* _To do_: Which lines run from the one containing "Annotate the dark" to the last line of the entries? Return them exactly, with nothing more.
Start of Source records
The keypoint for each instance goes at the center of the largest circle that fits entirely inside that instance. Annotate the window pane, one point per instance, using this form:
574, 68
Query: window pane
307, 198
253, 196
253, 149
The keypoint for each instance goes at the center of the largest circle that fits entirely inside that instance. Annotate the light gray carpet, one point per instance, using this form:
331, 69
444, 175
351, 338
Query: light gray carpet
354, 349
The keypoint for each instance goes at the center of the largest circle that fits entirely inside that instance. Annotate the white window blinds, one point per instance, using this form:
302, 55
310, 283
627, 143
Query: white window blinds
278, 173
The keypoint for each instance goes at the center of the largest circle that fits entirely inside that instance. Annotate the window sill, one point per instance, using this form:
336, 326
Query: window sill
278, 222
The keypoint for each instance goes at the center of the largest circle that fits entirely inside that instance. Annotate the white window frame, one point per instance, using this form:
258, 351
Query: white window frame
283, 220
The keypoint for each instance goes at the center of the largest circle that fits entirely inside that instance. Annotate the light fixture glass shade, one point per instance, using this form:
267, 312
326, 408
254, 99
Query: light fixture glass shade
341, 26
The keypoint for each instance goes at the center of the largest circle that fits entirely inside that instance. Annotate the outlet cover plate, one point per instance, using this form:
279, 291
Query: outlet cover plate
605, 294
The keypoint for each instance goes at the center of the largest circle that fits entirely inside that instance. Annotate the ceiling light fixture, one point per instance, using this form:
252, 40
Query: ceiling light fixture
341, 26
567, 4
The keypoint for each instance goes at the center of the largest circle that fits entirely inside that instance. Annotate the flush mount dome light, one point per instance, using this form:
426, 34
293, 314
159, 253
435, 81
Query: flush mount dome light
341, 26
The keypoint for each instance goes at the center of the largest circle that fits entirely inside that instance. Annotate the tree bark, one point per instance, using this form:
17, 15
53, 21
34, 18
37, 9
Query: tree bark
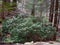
55, 18
51, 11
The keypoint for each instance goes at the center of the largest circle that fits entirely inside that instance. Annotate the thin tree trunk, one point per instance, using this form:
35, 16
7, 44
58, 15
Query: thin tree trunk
55, 18
51, 11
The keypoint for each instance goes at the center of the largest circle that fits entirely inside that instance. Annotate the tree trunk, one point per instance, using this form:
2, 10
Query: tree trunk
51, 11
55, 18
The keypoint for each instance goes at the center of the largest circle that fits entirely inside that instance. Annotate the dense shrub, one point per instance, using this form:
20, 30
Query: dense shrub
20, 29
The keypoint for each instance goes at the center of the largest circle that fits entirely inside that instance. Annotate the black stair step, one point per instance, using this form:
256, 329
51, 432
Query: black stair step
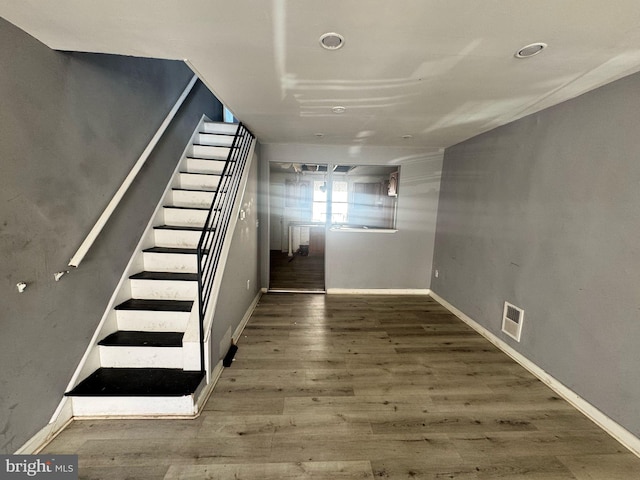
179, 251
185, 208
209, 159
125, 338
178, 227
143, 382
156, 305
201, 173
225, 134
189, 277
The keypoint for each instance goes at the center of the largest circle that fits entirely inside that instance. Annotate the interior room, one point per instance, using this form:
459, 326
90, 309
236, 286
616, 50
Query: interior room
296, 239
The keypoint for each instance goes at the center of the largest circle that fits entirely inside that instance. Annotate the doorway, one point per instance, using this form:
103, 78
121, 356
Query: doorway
297, 204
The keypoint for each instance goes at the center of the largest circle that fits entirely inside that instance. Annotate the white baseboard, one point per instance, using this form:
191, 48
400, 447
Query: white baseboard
245, 319
617, 431
378, 291
59, 421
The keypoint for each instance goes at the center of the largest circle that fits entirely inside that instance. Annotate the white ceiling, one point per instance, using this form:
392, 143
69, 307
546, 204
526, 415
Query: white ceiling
439, 70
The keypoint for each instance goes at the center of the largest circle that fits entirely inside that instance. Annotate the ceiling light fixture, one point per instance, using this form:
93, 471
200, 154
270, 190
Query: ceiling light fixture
331, 41
530, 50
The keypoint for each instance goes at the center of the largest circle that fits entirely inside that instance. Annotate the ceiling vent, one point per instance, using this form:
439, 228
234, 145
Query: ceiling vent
512, 318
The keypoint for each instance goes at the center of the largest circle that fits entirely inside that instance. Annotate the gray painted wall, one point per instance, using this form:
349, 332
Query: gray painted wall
368, 260
71, 128
243, 264
543, 213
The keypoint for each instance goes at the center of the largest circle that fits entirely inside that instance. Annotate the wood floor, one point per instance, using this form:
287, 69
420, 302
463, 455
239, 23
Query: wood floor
299, 272
359, 387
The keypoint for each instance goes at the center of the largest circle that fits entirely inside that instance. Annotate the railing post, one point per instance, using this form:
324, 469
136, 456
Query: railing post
217, 223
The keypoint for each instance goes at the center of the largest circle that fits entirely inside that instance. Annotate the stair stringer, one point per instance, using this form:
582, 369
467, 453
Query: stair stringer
90, 361
191, 339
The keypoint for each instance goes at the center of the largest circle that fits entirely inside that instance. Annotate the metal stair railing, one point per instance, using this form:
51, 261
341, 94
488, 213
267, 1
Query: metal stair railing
216, 225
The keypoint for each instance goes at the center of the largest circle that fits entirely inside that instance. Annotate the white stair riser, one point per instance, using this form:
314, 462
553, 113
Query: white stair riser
196, 165
188, 198
152, 321
164, 289
195, 181
223, 128
124, 406
184, 217
207, 151
176, 238
170, 262
215, 139
141, 357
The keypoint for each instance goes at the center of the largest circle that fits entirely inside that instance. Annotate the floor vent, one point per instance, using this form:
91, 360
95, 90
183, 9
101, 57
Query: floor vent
512, 318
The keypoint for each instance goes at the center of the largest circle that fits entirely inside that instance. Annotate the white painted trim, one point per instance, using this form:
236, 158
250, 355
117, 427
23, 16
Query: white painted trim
245, 319
108, 211
617, 431
42, 438
378, 291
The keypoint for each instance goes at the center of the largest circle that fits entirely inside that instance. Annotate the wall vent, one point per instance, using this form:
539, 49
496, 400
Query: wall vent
512, 318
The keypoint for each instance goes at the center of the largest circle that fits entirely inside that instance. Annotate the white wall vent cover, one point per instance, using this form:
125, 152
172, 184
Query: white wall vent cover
512, 318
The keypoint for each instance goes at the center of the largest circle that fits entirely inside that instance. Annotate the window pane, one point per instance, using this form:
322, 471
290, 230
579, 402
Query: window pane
340, 191
339, 212
319, 191
319, 212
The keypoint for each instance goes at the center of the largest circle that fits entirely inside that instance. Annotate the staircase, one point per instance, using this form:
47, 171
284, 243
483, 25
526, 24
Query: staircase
149, 357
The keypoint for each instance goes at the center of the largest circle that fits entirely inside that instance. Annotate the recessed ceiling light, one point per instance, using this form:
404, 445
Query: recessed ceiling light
331, 41
530, 50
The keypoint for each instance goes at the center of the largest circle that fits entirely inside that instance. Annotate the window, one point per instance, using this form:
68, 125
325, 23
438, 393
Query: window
227, 116
340, 202
365, 196
319, 209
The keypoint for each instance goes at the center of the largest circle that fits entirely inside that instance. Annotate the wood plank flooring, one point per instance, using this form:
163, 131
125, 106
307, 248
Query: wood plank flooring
359, 387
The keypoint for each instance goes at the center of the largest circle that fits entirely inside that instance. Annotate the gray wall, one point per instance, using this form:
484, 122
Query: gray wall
243, 264
359, 260
71, 128
544, 213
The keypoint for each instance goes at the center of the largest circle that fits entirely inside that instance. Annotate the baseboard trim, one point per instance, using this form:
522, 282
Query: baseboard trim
59, 421
247, 315
378, 291
617, 431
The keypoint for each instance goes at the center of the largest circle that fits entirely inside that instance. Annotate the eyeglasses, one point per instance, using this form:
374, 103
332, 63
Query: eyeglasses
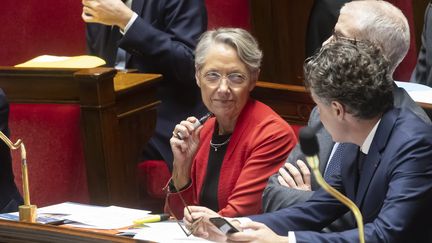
339, 36
187, 230
214, 78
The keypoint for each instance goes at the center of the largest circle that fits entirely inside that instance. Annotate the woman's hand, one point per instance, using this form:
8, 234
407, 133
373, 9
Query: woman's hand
196, 219
184, 150
256, 232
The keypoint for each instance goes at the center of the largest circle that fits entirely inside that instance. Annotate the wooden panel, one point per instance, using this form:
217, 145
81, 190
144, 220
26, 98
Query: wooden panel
291, 102
117, 118
280, 27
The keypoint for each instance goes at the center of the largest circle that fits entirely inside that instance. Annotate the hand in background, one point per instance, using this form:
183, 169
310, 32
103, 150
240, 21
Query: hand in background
184, 150
255, 232
107, 12
204, 229
293, 177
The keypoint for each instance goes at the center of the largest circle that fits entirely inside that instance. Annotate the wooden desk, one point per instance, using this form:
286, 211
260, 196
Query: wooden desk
118, 116
19, 232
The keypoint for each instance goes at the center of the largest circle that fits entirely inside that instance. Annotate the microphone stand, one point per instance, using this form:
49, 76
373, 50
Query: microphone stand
313, 163
310, 147
27, 212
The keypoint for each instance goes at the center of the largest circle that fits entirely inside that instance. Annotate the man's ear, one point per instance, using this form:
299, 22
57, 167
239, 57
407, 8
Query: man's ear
338, 109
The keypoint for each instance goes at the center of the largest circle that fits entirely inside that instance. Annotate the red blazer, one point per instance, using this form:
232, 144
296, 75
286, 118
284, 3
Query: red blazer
258, 147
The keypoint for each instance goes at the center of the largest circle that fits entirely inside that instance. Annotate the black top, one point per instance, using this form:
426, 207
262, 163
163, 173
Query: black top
209, 190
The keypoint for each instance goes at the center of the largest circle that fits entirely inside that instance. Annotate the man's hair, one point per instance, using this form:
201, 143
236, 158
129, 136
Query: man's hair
353, 73
241, 40
383, 24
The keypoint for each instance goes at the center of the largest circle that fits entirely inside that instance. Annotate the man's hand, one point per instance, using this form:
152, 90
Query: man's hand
294, 178
255, 232
107, 12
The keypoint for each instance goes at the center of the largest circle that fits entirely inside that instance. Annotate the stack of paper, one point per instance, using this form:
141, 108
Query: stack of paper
95, 217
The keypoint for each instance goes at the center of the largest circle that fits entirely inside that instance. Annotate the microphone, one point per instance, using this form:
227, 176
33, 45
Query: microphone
310, 147
198, 123
27, 212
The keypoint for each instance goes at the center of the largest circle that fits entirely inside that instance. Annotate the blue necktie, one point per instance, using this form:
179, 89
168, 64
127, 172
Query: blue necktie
333, 166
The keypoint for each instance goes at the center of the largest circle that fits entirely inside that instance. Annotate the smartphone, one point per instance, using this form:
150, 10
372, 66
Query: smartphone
223, 225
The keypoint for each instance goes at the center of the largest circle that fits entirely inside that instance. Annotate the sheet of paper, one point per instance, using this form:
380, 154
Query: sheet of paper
111, 217
165, 232
68, 208
96, 217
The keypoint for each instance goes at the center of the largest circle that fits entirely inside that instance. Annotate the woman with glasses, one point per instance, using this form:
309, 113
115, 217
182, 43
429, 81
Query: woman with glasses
224, 164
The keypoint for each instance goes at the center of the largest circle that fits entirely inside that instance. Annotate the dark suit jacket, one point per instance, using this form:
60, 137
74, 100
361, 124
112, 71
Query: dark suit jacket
393, 192
276, 196
161, 40
423, 71
10, 198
End of Source records
* _Expected output_:
The keypoint for each instance goes at the center of the largest circle that fits entirely inside that instance. Annotate the dark suit jacket, one point per instance, using this form:
60, 137
74, 100
361, 124
112, 71
Query: dark suit jacket
393, 192
276, 196
161, 40
423, 71
10, 198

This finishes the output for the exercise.